* _Instruction 1_: Reproduce the forum thread from "Retrofit a modern" up to and including "generation storage battery.", substituting "weekend cruiser" for "daily driver".
* _Instruction 2_: According to the forum thread, what size battery does Nissan's Leaf use?

* _Document section_:
Not all automakers are building such massive packs. Nissan's Leaf uses a 24kWh model, while the Chevy Volt employs a 16kWh battery, and the Toyota Prius PHV (a plug-in hybrid) incorporates a 5.2-kWh unit. We've collected photos of a wide range of EV battery packs, ranging from production to research devices.

Chevy volt battery has active cooling and will borrow "cold" from car airconditioner in hot weather.
Here is Toyota's, from the slideshow in that aticle:

What ever happened to simplicity? Right now a 1964 VW beetle looks good to me, even with its metric bolts.

 

[NascentOxygen]

Right now a 1964 VW beetle looks good to me, even with its metric bolts.

A 60s beetle! :swoon:

EDIT: I spoke too hastily. Those have their fuel tank located in front of the driver, don't they, not well placed for head-on impacts?

 

[jim hardy]

It appears to sit right over the front axle assembly. That assembly is robust tubes with torsion bars inside.

photo courtesy these guys: http://www.vwbug.com/cutaway/cutaway1000.html

Not too bad in my opinion - to crush it from the front you'd have to move a LOT of structural sheet metal. Were it between front bumper and front axle it'd be a Pinto setup- right in the crush zone.

What a wonderfully simple design - doesn't even need a fuel pump ! Anything that's not there can't quit working and strand you .

oops - I digress...

 

[jim hardy]

somebody's still tinkering with aluminum batteries...
http://www.designnews.com/author.asp?section_id=1366&doc_id=273593&itc=dn_analysis_element&

An Israel-based battery company has demonstrated an aluminum-air chemistry that it claims can deliver as much as 1,000 miles per charge to electric cars.

Clean technology company Phinergy, teaming with Alcoa, demonstrated the new electric car battery on a racetrack in Montreal this week in association with the Canadian International Aluminum Conference. At the demonstration, the two companies suggested the new technology would be used as an electric car range extender, in conjunction with a small conventional lithium-ion battery.

 

[dlgoff]

Well, if you're like me your attention will shift to things you enjoy.
I enjoy projects that "Beat the System" or "Preserve Masterful Handiworks".

I no longer feel guilty if I spend a whole day:
Rewinding a dishwasher motor - our dishwasher is a really good $650 one and a new motor costs almost $300.
Rework an old Garcia 300 fishing reel - it's one of the good Made in France models with superb craftsmanship.
Retrofit a modern fuel pump to a 1955 Johnson outboard. Those classics were built to last forever and are doing it quite well.
Rescue a '68 Ford Pickup from the car crusher: No "Check Engine Light", no metric bolts, no problems. It'll soon be my daily driver.
Share experience with folks on PF. I hope I contribute 1% as much as I get.

OM - you'll like retirement. Are you a chemist? Here's hoping you invent the next generation storage battery.

I'm drooling...Not sure if I mentioned, that I've a lifetime PF membership. And I'd not be PO'd if they banned me, as I get as much in two weeks here, as in a lifetime, anywhere else.

Records:
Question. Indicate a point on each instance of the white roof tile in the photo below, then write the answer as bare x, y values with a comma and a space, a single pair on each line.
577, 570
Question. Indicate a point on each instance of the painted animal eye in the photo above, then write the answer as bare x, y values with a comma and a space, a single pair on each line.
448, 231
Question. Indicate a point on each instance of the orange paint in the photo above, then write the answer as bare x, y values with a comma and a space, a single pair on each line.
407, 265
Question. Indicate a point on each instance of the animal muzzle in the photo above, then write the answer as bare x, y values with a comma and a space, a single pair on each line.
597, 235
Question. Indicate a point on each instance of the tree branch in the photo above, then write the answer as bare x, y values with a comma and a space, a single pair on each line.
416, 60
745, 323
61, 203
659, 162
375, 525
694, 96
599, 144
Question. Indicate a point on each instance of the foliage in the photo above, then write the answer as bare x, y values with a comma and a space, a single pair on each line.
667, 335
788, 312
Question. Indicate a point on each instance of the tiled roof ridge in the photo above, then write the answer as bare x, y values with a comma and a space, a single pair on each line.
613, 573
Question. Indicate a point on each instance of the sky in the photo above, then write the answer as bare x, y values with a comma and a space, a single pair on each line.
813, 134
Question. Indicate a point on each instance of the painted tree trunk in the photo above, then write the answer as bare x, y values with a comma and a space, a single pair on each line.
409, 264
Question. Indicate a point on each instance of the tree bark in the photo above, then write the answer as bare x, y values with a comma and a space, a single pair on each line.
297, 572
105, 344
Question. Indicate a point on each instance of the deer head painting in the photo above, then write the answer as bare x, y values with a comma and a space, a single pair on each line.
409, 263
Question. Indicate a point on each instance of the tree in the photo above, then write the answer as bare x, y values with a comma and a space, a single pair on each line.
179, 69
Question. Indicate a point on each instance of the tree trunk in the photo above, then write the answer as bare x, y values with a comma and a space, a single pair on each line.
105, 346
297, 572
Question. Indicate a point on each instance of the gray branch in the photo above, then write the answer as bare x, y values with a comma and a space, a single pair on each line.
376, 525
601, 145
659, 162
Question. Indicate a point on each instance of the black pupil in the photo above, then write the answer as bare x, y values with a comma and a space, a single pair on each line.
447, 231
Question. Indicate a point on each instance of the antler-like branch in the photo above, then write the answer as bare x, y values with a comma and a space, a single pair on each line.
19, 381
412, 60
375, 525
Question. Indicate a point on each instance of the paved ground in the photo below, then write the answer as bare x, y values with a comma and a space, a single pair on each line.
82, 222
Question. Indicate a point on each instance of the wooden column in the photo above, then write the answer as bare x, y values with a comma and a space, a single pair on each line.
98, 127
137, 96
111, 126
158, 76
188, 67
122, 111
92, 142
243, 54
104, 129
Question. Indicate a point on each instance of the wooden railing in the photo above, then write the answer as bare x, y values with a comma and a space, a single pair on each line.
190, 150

* _Exercise response 1_:
Retrofit a modern fuel pump to a 1955 Johnson outboard. Those classics were built to last forever and are doing it quite well.
Rescue a '68 Ford Pickup from the car crusher: No "Check Engine Light", no metric bolts, no problems. It'll soon be my weekend cruiser.
Share experience with folks on PF. I hope I contribute 1% as much as I get.

OM - you'll like retirement. Are you a chemist? Here's hoping you invent the next generation storage battery.

* _Exercise response 2_: A 24kWh battery.